TASK DESCRIPTION -
Please return the passage from the article about Daniel Zajfman below word for word, starting at "Daniel Zajfman is" and ending at "the Higgs Boson.".

PASSAGE PROVIDED -
• • •

Life & Culture

Meet Israel's big noise in the Big Bang experiment

Daniel Zajfman is helping to play a crucial role in the hunt for the Higgs Boson particle


If you have any interest at all in science, a chat with Daniel Zajfman can be pretty instructive. As head of the world-renowned Weizmann Institute in Israel, he is at the forefront of scientific research in his country. During an hour's conversation at his London hotel, topics veer from the origin of the universe to how to make a radio from rotten potatoes.

Zajfman, in London for the organisation's gala dinner, is enthused by the fact that the Weizmann Institute is playing a significant part in the experiments at the Large Hadron Collider designed to nail down the existence of that elusive particle, the Higgs Boson.

Zajfman, a Belgian-born Israeli who has been in charge of the institute since 2005, carefully explains the importance of particle physics in terms that someone whose scientific education ceased at the age of 14, might just understand. "This adventure is as important as landing on the moon. And as with the moon landing, the long-term importance may lie in the new ideas and innovations you need to develop to accomplish the objective. To build the Large Hadron Collider you need a leap in science to get this huge machine working. There are many technologies which have been developed for which we might only find a use later."

And the Higgs Boson? "Discovering it will mean that we can pin down a model which has been on the table for decades. If we do not find the Higgs it will be much more significant because it will mean we have made massive mistakes in the way we understand the world."

Israel's contribution to the experiments lies in the development of part of the detectors used to analyse data. Zajfman feels that the attempt to replicate the moment after the Big Bang serves as a lesson to humanity. "It's an amazing show of human collaboration. The reason you can get hundreds of institutions from different countries all working towards one end is that the goal is universal. There is no division of culture or politics or religion. The end has the same value for all of us."

Other children had toys, I had electrical circuits

Zajfman is proud of the achievements of the institute which consistently punches above its weight in terms of ground-breaking research. "The most important thing we do is hire top scientists. It's more important than even raising money. We can't pay them a top salary but we can provide an environment which is supportive of what they want to do. We allow people to take high risks in their chosen endeavour. It can be chaotic when you work in this way, but we have also had a lot of success."

Zajfman is particularly excited about a new drug which may make it possible for those suffering with type one diabetes to inject once every three months rather take insulin several times a day.

Israel's science and technology sector has driven an economy which has weathered the global downturn better than most. Zajfman puts the country's success down to a number of factors - first, the fact that it has few natural resources. "Our resources are 1.7 metres above the ground - they are our brains. We Jews have always been active in the arts and sciences. It's not genetic, it's cultural. But there has to be a reason why Jews, who make up 0.02 of the world's population, have supplied 25 per cent of the Nobel Prize winners."

He adds that Israel is a country in which people can progress further and faster than in most other advanced economies. "We are a nation of risk-takers, which is good for a dynamic economy, but less good on the roads."

Zajfman, who is 53, was imbued with a a love of science from a young age. Before he could read and write, his engineer father had taught him how to connect electrical circuits. He recalls: "I could put together resistors and lamps at the age of five. Other children had Lego and toy cars, I had electrical circuits."

When he was still young he started to build his own radios. "This really focused me. I even discovered that if you stick electrodes into rotten potatoes, you can receive radio transmissions. I wanted to understand it and the only way was to study physics."

He was happy as a researcher and teacher at the Weizmann for 14 years before he became president. "I had no thought to apply before they asked me ,but I'm delighted they chose me. You can make things happen here."

• • •

RECORDS -
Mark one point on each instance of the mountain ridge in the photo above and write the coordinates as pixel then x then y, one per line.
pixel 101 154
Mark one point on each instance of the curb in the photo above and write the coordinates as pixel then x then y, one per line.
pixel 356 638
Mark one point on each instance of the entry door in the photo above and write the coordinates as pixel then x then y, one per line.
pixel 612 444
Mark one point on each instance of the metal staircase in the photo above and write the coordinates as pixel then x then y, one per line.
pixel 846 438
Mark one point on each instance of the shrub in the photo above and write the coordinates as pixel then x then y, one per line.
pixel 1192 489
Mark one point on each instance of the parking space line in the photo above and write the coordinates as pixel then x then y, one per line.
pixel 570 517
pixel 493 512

• • •

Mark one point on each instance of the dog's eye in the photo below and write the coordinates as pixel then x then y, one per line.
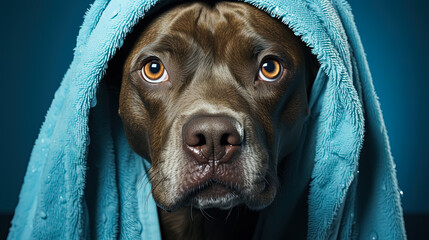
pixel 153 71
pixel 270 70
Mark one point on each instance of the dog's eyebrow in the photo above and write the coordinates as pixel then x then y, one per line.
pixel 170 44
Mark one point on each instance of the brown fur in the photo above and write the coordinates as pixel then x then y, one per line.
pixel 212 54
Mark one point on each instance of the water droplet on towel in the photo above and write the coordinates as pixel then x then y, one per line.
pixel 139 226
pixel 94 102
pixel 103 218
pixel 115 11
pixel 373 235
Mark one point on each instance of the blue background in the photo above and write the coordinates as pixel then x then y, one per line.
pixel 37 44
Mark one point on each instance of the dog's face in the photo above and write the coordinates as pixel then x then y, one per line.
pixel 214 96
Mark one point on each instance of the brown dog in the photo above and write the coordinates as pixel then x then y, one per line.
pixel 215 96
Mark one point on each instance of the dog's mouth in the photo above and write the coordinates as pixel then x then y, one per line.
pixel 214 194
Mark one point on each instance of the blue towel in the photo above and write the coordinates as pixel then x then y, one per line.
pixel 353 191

• • •

FINISHED EXERCISE -
Daniel Zajfman is helping to play a crucial role in the hunt for the Higgs Boson particle


If you have any interest at all in science, a chat with Daniel Zajfman can be pretty instructive. As head of the world-renowned Weizmann Institute in Israel, he is at the forefront of scientific research in his country. During an hour's conversation at his London hotel, topics veer from the origin of the universe to how to make a radio from rotten potatoes.

Zajfman, in London for the organisation's gala dinner, is enthused by the fact that the Weizmann Institute is playing a significant part in the experiments at the Large Hadron Collider designed to nail down the existence of that elusive particle, the Higgs Boson.